Problem requirements: Given the records below, would you repeat exactly the lines that begin at the one containing "Query: pollen" and end at the one containing "Query: bee leg", inclusive?

Data under study:
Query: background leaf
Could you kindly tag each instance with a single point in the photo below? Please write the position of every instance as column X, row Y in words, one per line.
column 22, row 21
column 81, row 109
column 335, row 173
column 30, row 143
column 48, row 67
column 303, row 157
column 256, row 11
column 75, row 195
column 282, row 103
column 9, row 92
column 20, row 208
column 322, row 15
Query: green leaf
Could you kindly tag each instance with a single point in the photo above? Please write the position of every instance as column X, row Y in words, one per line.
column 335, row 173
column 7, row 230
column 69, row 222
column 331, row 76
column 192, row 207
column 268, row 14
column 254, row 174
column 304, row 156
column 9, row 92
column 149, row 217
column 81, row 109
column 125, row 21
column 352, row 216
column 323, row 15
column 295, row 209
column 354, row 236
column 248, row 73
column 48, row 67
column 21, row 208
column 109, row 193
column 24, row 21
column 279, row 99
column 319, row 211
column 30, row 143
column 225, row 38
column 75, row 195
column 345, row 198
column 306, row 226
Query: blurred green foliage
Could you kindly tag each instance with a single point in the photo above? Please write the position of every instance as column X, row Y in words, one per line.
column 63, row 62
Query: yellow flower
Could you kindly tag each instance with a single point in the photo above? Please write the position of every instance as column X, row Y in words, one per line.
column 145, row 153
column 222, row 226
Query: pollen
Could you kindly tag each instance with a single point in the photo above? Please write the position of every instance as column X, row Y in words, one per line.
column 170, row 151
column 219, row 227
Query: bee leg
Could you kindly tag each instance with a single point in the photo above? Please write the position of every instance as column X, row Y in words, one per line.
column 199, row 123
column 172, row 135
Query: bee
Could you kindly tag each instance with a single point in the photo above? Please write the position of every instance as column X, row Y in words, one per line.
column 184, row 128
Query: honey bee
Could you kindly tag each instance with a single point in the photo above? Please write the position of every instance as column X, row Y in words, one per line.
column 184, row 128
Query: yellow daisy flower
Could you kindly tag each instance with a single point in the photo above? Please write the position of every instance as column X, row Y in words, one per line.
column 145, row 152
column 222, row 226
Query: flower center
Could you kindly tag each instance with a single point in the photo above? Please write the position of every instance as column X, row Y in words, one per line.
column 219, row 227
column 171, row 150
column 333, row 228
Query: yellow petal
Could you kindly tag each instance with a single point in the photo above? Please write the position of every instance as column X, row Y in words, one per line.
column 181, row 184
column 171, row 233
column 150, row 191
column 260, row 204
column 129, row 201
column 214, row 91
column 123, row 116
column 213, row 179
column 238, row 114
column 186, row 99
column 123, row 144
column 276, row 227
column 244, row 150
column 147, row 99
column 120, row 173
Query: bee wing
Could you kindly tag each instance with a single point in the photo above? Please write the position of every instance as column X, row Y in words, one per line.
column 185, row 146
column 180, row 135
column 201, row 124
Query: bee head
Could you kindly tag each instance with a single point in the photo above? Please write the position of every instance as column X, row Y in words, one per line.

Task solution:
Query: pollen
Could you kindly tag each instance with a single point in the photo above? Please write the position of every instance as column X, row Y in words, one per line.
column 170, row 151
column 219, row 227
Query: bee leg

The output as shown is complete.